--- Dataset records Enclosed Below ---
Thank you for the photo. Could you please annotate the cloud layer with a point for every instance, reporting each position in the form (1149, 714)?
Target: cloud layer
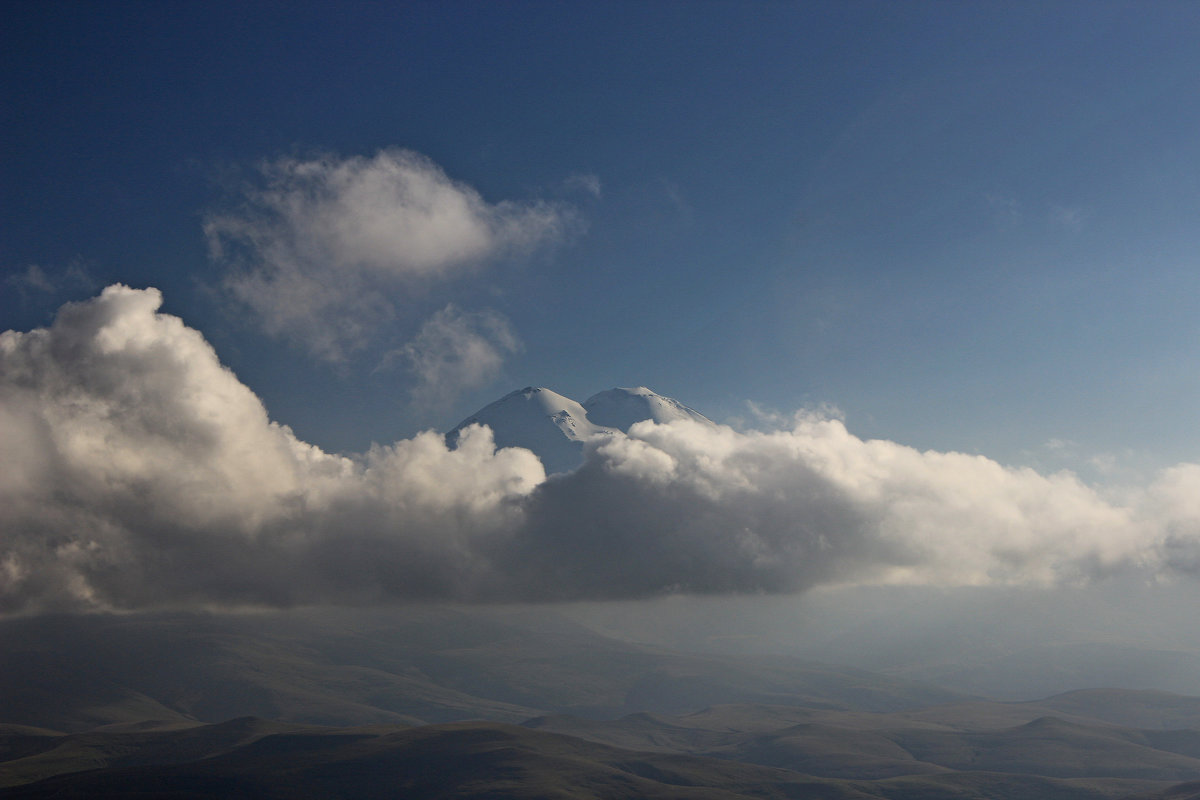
(141, 473)
(321, 248)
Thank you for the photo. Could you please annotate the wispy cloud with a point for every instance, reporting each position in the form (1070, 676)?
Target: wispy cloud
(586, 182)
(141, 473)
(455, 352)
(321, 248)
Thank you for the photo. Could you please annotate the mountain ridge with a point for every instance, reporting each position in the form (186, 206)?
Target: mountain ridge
(555, 427)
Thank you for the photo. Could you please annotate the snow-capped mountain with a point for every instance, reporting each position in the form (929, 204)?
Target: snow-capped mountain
(555, 427)
(621, 408)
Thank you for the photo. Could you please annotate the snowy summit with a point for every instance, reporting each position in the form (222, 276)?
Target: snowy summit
(555, 427)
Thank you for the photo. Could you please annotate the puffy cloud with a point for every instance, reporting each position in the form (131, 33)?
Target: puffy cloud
(455, 352)
(139, 473)
(321, 247)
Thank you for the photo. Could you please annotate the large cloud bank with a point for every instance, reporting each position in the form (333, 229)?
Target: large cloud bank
(141, 473)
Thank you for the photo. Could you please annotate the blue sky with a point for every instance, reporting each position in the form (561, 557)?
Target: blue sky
(967, 226)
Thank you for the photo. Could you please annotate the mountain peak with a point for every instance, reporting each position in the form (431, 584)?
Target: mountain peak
(555, 427)
(621, 408)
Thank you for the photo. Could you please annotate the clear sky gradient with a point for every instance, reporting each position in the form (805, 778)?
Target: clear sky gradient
(967, 226)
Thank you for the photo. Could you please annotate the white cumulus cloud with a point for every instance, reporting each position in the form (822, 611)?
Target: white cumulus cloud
(319, 248)
(138, 471)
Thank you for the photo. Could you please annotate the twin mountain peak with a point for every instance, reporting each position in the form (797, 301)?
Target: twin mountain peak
(555, 427)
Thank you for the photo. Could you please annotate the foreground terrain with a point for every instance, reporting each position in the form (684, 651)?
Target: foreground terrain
(439, 703)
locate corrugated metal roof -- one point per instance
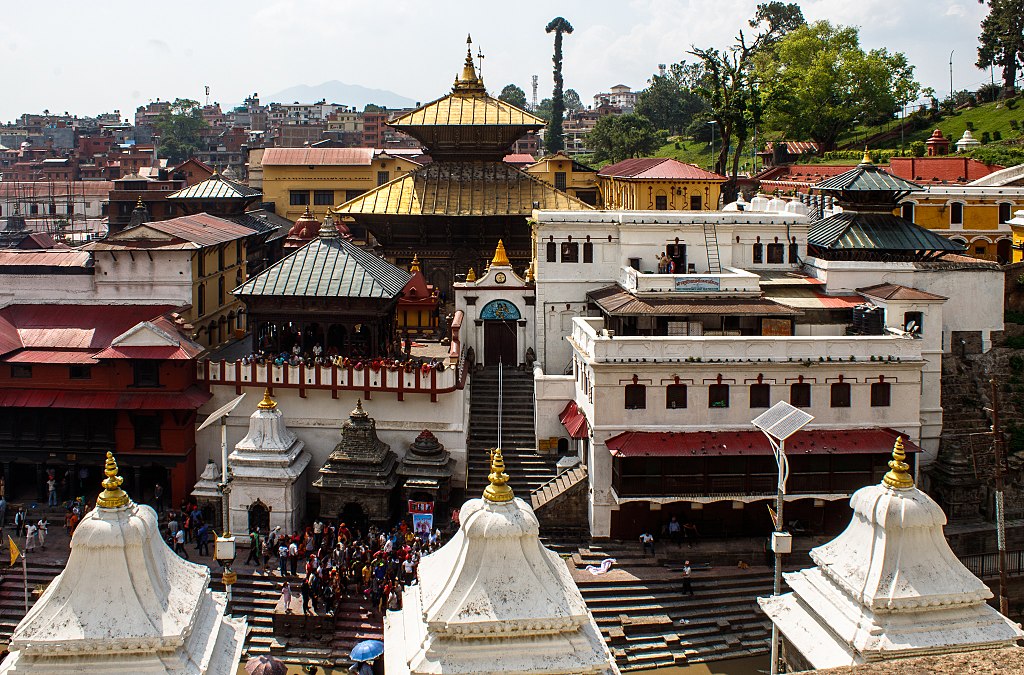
--- End of Enclosed Dataset records ---
Please restate the lines above exactly, starting at the first line of the data and stopping at the line containing "Thank you for the photo. Could you please annotate the white", which is included. Omit pictures.

■ **Response to the task**
Thank you for the photo. Could you please annotate the cloud layer with a point for every instance, reporting each position in the form (1149, 714)?
Target: cloud layer
(141, 473)
(321, 248)
Thank you for the photo. Could you please annotate the wispy cloud with a point for every instance, reporting each position in the form (1070, 676)?
Target: wispy cloud
(586, 182)
(141, 473)
(455, 352)
(321, 248)
Thank you for the photo. Could you please annotate the mountain ridge with a point for every instance, reporting each position in the form (186, 206)?
Target: mountain ridge
(555, 427)
Thank you for the photo. Could you please annotate the snow-capped mountain with a point for every instance, reporting each position in the form (929, 204)?
Target: snow-capped mountain
(555, 427)
(621, 408)
Thank you for the photo. Could you please annotate the snowy summit with a point for every instance, reporting each position in the form (222, 276)?
Target: snowy summit
(555, 427)
Thank you for the photo. Could you please annotate the puffy cloud with a point for every instance, reporting each position in the form (131, 33)?
Target: puffy cloud
(455, 352)
(139, 473)
(321, 247)
Thank you for the photo. Could you please annotate the large cloud bank with a point for every instance, reporting each position in the form (333, 229)?
Target: large cloud bank
(141, 473)
Thank you for the photo. Could you please annotate the blue sky with a point for every instance, reporting each position in the form (561, 557)?
Target: blue sky
(967, 226)
Thank you for the photo. Could you please annotate the mountain peak with a point for every instance, reporting each position in the form (431, 584)?
Target: mountain peak
(555, 427)
(621, 408)
Thank you for the photo. Could you please annotate the clear sky gradient with a point for every instance, reporting each position in the form (805, 778)?
Target: clear sky gradient
(967, 226)
Thank you for the photo. Could you please annotate the white cumulus cloud with a point for every instance, reporting each position in the form (822, 611)?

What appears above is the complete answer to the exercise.